- **WHAT TO PRODUCE**: Reproduce the material below line for line, without changing anything.

[Entries drawn from a collection]
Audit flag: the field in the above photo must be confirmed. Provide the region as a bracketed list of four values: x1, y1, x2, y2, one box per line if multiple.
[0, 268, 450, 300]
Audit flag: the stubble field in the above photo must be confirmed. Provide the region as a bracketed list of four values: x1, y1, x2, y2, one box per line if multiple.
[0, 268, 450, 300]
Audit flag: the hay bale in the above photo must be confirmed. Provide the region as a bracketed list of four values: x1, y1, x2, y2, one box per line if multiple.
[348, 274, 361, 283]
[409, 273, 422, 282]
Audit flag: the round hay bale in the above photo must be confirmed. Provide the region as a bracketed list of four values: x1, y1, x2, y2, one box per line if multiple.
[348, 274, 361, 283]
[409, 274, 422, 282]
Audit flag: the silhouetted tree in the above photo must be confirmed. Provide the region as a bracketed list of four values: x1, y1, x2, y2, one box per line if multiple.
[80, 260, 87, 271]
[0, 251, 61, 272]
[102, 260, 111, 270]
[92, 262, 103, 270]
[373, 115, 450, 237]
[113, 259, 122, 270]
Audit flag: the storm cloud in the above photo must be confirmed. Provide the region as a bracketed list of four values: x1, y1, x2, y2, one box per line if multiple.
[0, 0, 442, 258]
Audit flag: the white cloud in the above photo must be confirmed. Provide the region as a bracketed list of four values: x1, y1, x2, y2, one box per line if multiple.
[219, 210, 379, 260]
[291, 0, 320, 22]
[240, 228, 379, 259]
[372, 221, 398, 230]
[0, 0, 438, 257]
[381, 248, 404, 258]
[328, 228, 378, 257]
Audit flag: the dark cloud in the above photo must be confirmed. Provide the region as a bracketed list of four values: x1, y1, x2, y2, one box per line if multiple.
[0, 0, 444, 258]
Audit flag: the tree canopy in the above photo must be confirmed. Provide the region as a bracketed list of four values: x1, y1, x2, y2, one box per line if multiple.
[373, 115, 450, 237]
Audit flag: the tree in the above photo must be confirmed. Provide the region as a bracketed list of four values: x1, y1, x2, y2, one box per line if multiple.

- **SOLUTION FOR THIS PROBLEM**:
Audit flag: the field in the above photo must be confirmed. Provide the region as a bracketed list of four values: x1, y1, x2, y2, one box per line if multiple.
[0, 268, 450, 300]
Audit flag: the stubble field in the above photo must be confirmed. Provide the region as a bracketed list of four values: x1, y1, x2, y2, one box per line if multiple.
[0, 268, 450, 300]
Audit flag: the hay bale in the above photo must be confirmed. Provide the region as a bracketed list of four values: x1, y1, x2, y2, one box per line if multiple.
[348, 274, 361, 283]
[409, 273, 422, 282]
Audit flag: the round hay bale in the above photo must be confirmed. Provide the region as a bracketed list of four values: x1, y1, x2, y2, one box per line if multiple.
[348, 274, 361, 283]
[409, 274, 422, 282]
Audit flag: the silhouetted tree in the above photo must be confirmed. Provide the region as a bracketed list of four values: x1, y1, x2, y2, one box per line if multiple.
[80, 260, 87, 271]
[0, 251, 61, 272]
[102, 260, 111, 270]
[92, 262, 103, 270]
[373, 115, 450, 237]
[113, 259, 122, 270]
Audit flag: the storm cloud in the above photo must be confirmed. Provide the region as a bracketed list of four values: x1, y1, x2, y2, one box per line if multiple.
[0, 0, 442, 258]
Audit flag: the white cloud in the above photo must be confirmed. Provide the region as a bracketed list of four values: x1, y1, x2, y2, one box per line if multiple.
[219, 210, 379, 260]
[291, 0, 320, 22]
[240, 228, 379, 259]
[372, 221, 398, 230]
[0, 0, 438, 257]
[381, 248, 404, 258]
[328, 228, 378, 257]
Audit flag: the dark cloud in the above photo must be confirmed. Provide the region as a bracketed list of four values: x1, y1, x2, y2, one box per line if multiple.
[0, 0, 444, 258]
Audit flag: the tree canopy in the above photo must be confirmed. Provide the region as a bracketed list of four values: x1, y1, x2, y2, one box per line if multiple.
[373, 115, 450, 237]
Audit flag: the tree in the above photo must be confirmed. Provide the region as a bracketed list of four values: x1, y1, x2, y2, one box per line if multiple.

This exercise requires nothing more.